Cake

Friday was my birthday, but I wasn’t in the mood to celebrate.  Earlier in the week I’d had to put down my beloved dog Leroy.  I felt like my heart had been ripped out, stomped on and then thrown back in my body.

Being so emotionally exhausted, I had totally forgotten that I had a brain scan scheduled. My Neurologist, a handsome Euro-Chic man who wears the most gorgeous Italian loafers, told me six months ago that if my aneurysm grew at all he would have to perform a procedure called “coiling” to keep it from bursting.

The funny thing is that when you already have a terminal illness and you’ve endured difficult treatments, finding out that you have a brain aneurysm really isn’t so bad. LOL. As long as the Neurologist didn’t have to open up my head during the procedure – and with coiling you don’t have to – then I was fine with it all.

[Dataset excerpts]
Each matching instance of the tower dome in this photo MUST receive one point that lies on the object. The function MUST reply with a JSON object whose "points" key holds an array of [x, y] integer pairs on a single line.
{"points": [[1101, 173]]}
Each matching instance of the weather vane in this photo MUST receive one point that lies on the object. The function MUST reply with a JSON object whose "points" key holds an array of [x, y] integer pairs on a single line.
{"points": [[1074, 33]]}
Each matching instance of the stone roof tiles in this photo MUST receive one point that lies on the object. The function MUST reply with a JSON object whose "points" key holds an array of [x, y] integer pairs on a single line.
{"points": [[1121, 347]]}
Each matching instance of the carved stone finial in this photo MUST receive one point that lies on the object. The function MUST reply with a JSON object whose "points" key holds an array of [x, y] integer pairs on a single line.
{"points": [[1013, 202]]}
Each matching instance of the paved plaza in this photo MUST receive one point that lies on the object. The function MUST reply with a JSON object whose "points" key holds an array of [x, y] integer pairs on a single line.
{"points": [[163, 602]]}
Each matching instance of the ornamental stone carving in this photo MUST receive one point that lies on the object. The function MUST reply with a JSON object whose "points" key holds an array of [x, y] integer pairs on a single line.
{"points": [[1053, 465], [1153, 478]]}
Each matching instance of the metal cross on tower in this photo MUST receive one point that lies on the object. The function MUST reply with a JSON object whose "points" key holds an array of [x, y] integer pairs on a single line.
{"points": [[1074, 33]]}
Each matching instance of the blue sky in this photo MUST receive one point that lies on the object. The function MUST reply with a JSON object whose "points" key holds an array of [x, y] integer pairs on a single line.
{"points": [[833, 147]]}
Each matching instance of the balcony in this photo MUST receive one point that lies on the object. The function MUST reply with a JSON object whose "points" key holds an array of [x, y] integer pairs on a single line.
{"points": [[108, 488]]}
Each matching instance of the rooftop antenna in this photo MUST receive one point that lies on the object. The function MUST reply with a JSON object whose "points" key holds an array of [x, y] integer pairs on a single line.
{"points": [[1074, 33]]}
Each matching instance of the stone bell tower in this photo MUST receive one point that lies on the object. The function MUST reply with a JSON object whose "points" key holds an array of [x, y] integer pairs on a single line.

» **PROBLEM SET**
1. Copy the "Cake" text between "The funny thing" and "with it all.", inclusive.
2. Answer these about the "Cake" text:
(a) What was the name of the dog that had to be put down?
(b) What procedure would the Neurologist have to perform if the aneurysm grew at all?
(c) With that procedure, what does the Neurologist not have to do?

» **EXPECTED RESPONSES**
1.
The funny thing is that when you already have a terminal illness and you’ve endured difficult treatments, finding out that you have a brain aneurysm really isn’t so bad. LOL. As long as the Neurologist didn’t have to open up my head during the procedure – and with coiling you don’t have to – then I was fine with it all.

2.
(a) Leroy
(b) Coiling
(c) Open up the head